# Supplied material start

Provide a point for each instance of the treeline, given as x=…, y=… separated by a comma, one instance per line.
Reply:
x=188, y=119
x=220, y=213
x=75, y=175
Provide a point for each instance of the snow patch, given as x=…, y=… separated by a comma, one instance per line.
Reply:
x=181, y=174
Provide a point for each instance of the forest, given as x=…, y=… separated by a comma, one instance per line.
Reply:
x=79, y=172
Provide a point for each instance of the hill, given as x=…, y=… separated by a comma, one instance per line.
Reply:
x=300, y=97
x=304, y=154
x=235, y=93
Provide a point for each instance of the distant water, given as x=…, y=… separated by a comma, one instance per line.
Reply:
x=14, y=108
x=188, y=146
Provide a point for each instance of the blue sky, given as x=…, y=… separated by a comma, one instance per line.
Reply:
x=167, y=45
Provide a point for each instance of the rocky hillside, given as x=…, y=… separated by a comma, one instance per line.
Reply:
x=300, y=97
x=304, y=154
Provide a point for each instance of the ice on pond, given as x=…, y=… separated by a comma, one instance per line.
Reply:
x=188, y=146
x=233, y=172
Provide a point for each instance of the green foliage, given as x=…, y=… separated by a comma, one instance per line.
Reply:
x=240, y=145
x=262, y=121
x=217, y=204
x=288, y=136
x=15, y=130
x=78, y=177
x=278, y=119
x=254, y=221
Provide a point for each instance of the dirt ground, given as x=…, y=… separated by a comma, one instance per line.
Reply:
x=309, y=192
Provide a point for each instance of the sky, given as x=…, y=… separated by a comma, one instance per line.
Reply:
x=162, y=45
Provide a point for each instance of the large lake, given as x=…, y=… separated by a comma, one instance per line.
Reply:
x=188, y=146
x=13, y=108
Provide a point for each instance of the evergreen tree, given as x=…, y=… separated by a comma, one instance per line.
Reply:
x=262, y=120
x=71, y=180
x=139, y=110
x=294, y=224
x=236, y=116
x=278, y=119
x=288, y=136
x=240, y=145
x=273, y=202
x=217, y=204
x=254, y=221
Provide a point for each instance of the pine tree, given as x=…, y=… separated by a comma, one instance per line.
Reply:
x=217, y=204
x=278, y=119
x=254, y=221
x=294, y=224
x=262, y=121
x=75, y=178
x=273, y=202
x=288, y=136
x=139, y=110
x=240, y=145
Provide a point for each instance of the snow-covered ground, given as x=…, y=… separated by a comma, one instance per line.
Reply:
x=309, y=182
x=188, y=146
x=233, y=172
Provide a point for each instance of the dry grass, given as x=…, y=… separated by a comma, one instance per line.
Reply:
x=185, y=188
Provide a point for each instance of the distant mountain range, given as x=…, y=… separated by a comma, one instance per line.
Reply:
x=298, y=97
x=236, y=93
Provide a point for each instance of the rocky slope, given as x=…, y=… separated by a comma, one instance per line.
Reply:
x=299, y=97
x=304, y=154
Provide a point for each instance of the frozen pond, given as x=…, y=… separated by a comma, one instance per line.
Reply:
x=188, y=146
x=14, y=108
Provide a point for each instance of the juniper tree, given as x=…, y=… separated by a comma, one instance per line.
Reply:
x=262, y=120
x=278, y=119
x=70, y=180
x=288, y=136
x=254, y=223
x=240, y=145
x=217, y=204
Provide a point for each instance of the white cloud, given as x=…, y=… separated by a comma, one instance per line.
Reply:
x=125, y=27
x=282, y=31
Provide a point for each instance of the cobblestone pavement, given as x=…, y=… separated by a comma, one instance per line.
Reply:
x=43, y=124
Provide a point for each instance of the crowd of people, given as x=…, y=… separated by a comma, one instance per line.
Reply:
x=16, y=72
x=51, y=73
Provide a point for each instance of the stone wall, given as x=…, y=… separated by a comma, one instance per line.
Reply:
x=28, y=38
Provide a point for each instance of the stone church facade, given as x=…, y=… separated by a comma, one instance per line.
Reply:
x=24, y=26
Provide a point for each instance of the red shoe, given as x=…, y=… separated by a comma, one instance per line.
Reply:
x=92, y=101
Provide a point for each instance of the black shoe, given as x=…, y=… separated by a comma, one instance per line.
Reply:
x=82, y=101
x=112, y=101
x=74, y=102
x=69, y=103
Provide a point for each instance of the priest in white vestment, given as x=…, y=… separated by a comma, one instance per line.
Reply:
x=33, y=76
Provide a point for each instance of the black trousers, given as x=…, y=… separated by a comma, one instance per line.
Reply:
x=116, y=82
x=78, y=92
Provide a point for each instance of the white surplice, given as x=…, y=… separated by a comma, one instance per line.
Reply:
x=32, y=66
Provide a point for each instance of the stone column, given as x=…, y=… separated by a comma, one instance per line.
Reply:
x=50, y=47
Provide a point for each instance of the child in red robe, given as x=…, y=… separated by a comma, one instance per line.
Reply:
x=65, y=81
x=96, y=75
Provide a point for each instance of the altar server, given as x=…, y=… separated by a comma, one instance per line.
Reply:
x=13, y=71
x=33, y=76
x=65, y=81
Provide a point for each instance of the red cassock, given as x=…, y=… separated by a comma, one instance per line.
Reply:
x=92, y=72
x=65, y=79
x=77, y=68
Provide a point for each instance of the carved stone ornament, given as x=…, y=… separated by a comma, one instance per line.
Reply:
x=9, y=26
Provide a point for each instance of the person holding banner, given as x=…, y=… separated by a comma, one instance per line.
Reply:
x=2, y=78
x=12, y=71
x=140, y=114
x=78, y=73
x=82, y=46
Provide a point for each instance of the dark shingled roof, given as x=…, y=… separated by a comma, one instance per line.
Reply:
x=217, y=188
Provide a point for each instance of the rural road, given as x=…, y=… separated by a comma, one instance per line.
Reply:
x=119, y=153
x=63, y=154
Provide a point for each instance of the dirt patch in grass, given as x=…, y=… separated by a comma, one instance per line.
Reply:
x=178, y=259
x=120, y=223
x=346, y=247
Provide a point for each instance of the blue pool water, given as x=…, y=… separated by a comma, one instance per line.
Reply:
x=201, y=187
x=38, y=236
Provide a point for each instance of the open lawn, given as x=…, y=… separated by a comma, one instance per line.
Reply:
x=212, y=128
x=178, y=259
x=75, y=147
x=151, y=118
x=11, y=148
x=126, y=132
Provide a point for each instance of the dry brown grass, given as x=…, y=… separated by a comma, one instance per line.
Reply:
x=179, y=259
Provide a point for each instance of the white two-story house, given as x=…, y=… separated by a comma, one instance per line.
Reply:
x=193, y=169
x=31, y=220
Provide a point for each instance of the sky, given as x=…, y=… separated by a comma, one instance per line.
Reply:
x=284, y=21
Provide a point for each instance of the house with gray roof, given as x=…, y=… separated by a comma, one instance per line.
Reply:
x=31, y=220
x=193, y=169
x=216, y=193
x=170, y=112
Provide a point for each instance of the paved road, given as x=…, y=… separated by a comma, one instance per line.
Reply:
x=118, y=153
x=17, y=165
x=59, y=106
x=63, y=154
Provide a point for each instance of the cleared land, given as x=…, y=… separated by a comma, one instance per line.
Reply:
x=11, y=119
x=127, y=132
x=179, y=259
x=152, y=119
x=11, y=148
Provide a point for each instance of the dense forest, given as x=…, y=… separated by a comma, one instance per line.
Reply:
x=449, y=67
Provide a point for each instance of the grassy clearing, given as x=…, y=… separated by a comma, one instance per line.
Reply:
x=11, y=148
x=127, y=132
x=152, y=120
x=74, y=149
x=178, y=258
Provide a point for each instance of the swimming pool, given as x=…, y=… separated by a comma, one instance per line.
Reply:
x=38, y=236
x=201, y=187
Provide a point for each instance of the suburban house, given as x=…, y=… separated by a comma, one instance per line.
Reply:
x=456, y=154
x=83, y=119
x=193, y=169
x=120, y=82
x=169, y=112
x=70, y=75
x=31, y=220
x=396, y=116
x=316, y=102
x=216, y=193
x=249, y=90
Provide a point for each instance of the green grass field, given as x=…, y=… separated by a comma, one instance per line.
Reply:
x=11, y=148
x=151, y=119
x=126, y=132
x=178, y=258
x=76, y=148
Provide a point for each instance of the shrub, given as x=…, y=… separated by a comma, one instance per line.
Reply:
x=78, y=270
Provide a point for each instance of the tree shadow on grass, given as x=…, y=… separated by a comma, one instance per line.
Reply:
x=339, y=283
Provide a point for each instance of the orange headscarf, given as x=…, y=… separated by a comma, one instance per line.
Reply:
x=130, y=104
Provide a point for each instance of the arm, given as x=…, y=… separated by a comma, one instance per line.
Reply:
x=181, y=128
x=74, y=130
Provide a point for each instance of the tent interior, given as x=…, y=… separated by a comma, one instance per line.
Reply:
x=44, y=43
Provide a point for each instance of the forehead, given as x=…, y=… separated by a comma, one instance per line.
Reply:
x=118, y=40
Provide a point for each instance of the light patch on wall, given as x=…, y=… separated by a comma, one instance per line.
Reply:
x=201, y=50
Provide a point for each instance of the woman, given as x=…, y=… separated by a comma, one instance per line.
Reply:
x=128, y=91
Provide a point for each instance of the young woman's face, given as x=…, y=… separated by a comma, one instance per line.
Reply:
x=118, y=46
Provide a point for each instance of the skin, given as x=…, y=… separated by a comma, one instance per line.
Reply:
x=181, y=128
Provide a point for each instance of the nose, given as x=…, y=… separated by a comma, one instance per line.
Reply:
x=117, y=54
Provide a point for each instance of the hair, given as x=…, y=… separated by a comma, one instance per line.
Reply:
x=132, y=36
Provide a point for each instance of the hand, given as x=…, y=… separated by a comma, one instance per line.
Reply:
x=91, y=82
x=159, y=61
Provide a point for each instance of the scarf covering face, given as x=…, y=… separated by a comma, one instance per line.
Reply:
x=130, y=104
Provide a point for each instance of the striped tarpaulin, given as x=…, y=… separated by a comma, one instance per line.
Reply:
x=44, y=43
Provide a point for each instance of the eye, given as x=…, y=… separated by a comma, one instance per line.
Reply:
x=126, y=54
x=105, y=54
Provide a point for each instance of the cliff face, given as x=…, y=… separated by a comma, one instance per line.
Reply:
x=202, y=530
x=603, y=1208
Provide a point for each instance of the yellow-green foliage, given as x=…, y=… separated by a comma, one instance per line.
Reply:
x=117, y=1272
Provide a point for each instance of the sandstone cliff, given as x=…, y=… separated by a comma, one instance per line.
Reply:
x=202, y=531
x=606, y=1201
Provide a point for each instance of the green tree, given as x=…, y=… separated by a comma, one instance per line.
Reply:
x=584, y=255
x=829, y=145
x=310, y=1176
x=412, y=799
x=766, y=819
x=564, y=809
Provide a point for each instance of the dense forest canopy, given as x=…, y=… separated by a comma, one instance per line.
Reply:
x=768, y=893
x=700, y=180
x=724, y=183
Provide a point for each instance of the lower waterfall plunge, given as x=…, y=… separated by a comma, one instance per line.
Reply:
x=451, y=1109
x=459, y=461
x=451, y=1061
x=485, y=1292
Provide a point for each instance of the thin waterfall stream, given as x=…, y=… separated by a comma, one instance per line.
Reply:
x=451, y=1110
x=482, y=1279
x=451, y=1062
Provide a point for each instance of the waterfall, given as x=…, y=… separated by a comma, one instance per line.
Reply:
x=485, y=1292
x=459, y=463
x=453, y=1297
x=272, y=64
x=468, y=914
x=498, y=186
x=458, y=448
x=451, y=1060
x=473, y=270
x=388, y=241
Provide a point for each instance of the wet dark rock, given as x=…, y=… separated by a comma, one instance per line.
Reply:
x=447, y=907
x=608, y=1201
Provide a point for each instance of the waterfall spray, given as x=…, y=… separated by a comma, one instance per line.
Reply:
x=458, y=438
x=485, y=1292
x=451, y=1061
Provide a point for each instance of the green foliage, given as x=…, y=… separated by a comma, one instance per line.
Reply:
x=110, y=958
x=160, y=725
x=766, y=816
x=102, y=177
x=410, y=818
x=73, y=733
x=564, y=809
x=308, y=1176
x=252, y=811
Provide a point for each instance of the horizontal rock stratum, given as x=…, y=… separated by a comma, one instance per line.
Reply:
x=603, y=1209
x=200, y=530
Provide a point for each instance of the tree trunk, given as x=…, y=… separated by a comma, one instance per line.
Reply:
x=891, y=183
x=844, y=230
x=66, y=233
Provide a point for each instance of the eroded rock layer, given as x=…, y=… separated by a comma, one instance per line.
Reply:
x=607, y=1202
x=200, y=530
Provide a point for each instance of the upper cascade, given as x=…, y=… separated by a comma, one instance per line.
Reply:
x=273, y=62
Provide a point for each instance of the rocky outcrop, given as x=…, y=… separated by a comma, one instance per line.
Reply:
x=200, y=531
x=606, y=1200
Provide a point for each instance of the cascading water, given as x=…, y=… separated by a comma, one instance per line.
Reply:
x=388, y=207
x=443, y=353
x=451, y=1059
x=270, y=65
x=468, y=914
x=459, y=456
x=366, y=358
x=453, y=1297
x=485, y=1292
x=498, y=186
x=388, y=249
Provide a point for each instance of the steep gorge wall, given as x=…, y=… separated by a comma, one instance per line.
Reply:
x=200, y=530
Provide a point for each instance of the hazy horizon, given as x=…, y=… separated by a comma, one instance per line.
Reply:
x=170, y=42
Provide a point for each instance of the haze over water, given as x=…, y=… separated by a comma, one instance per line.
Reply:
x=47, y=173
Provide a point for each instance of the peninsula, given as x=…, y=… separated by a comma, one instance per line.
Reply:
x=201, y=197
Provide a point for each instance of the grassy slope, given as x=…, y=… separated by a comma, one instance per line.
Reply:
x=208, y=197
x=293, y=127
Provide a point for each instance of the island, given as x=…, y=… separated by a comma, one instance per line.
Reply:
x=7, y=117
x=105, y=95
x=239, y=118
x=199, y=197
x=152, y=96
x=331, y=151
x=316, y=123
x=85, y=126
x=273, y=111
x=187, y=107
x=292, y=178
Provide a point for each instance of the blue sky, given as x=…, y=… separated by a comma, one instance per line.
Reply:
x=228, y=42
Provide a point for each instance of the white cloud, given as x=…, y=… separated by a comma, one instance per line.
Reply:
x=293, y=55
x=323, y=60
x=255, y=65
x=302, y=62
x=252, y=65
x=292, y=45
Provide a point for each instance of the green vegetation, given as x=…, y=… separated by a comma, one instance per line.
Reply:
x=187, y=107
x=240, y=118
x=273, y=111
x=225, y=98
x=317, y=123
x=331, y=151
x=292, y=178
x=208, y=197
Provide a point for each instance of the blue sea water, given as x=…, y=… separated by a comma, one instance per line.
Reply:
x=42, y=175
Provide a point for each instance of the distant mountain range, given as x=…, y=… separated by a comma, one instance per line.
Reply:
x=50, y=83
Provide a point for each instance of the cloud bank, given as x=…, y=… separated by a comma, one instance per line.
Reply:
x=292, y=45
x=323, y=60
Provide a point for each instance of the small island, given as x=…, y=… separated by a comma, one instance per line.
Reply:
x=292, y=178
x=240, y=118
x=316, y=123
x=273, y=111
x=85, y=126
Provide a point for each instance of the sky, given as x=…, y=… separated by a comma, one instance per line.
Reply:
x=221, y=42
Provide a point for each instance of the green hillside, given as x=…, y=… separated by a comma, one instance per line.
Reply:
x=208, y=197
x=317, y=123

# Supplied material end

» Requirement:
Copy out the entries above word for word, starting with the line containing "Provide a point for each instance of the grassy slope, given" and going through the line containing "x=42, y=175".

» Exercise response:
Provide a point for each instance of the grassy slope, given as x=…, y=… separated by a comma, one instance per line.
Reply:
x=208, y=197
x=293, y=127
Provide a point for each instance of the island, given as x=…, y=… separated by a comma, one instance per line.
Reply:
x=7, y=117
x=105, y=95
x=239, y=118
x=199, y=197
x=152, y=96
x=331, y=151
x=316, y=123
x=85, y=126
x=273, y=111
x=187, y=107
x=292, y=178
Provide a point for each instance of the blue sky, given as x=…, y=… separated by a comma, one instance per line.
Reply:
x=228, y=42
Provide a point for each instance of the white cloud, given as x=…, y=… separated by a comma, one instance per line.
Reply:
x=293, y=55
x=323, y=60
x=255, y=65
x=302, y=62
x=252, y=65
x=292, y=45
Provide a point for each instance of the green vegetation, given as x=…, y=… separated by a comma, one instance per line.
Reply:
x=187, y=107
x=240, y=118
x=273, y=111
x=225, y=98
x=317, y=123
x=331, y=151
x=292, y=178
x=208, y=197
Provide a point for each instance of the blue sea water, given as x=…, y=… separated by a comma, one instance per line.
Reply:
x=42, y=175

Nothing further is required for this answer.